DIRECTIONS FOR THIS TASK>
Once the line with "the moose calf" is found, write it out along with every line after it, exactly, up to the last line of the entries below. Exclude pictures.

——

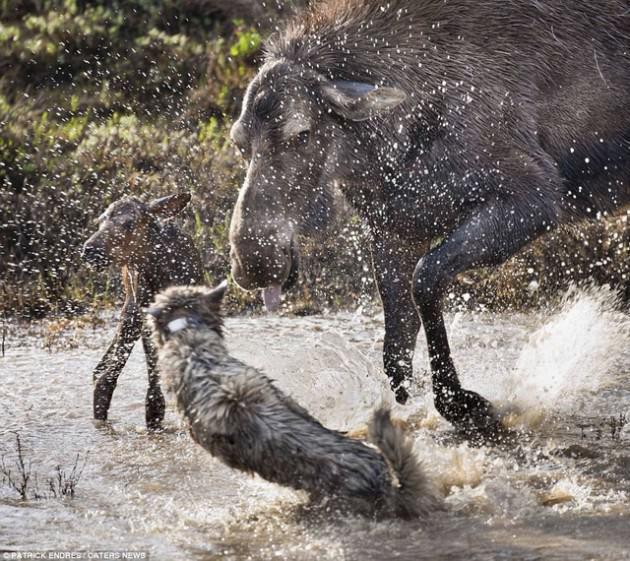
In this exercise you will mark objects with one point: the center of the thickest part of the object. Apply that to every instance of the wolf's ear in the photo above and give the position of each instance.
(215, 296)
(359, 101)
(154, 311)
(167, 207)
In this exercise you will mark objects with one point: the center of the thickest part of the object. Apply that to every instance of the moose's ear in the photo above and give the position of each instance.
(358, 101)
(167, 207)
(215, 296)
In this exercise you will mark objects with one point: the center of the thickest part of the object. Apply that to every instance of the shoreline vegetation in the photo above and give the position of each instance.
(101, 99)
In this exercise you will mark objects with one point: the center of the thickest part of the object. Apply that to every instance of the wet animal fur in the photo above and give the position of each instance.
(238, 415)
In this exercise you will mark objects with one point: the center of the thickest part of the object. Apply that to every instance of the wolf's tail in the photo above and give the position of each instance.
(413, 494)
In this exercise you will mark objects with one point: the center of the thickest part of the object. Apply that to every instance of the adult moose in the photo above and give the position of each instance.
(478, 123)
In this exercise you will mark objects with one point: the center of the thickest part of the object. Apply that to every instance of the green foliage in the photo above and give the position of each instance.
(102, 99)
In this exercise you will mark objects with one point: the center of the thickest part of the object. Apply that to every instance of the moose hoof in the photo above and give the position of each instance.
(155, 407)
(468, 412)
(401, 394)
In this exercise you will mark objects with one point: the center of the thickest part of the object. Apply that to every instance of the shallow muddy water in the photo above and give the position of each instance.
(561, 492)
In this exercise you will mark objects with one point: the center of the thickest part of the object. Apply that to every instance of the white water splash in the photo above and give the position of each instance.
(580, 350)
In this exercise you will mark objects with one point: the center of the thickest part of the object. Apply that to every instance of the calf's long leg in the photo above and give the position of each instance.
(394, 262)
(488, 237)
(108, 369)
(155, 404)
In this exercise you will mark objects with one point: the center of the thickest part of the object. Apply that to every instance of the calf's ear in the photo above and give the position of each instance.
(167, 207)
(359, 101)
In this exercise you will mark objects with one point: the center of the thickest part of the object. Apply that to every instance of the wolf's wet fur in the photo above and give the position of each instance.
(238, 415)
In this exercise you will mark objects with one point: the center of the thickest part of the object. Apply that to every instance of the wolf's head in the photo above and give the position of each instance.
(186, 307)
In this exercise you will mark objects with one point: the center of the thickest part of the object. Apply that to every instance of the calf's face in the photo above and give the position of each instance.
(297, 130)
(128, 231)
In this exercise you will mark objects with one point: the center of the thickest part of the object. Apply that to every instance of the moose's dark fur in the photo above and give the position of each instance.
(481, 123)
(152, 255)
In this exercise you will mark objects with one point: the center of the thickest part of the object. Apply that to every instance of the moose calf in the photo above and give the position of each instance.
(153, 255)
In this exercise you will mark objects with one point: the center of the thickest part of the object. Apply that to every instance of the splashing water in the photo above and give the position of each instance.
(578, 351)
(165, 494)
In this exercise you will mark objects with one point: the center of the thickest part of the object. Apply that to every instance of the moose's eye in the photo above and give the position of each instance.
(303, 138)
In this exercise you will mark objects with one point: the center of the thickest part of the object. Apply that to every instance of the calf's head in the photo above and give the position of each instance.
(128, 231)
(300, 132)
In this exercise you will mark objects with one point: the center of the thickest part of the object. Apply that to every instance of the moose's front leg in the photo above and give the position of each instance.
(489, 237)
(108, 369)
(155, 404)
(394, 261)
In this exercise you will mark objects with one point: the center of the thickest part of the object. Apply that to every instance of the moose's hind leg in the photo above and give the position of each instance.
(155, 404)
(489, 237)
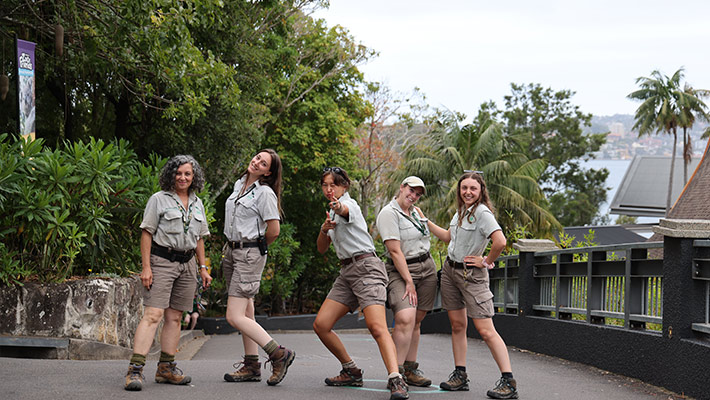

——

TASK RESULT>
In this exercise you will mark objects with one point: the center of the thickest part of the object. Apply that to every instance of the moose calf in the photo above and give the position of each instance.
(153, 255)
In this exercise you will mark objects with one point: the center of the thickest part of the object. Apply that to every instance of the splashing water in the photo above and give the position of each instance.
(578, 351)
(165, 494)
In this exercise you will mark objects with one point: the center of the thickest part of the object. Apply that to every instance of the moose's eye in the photo above and give the position of each instance.
(303, 138)
In this exercise you will mark objects with one point: the center of the thickest part of the object. Apply that to every instance of the calf's head in the photo above and give the position of each instance.
(128, 231)
(300, 132)
In this exercise you will mark objects with one point: the center of the thickest part of the object. Apply that to every instance of the moose's front leg in the photo above and give the position of each instance.
(489, 237)
(108, 369)
(155, 404)
(394, 261)
In this exercise you will mark objects with one point: the center of the thickest part of the object. Apply that to every instance of the moose's hind leg in the photo above and give the position of each instance.
(155, 404)
(489, 237)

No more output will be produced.